Reproduce every line of the records below word for word, leaving out the pictures.
....
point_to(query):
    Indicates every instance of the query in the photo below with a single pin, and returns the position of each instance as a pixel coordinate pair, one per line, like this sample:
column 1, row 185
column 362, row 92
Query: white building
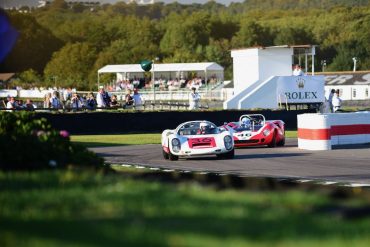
....
### RESULT OF THE TASK:
point_to(query):
    Indicates every instance of the query in the photo below with a single pin, and returns the position of each instance as a pixel coordinate pair, one per line, like this sample:
column 1, row 185
column 362, row 92
Query: white building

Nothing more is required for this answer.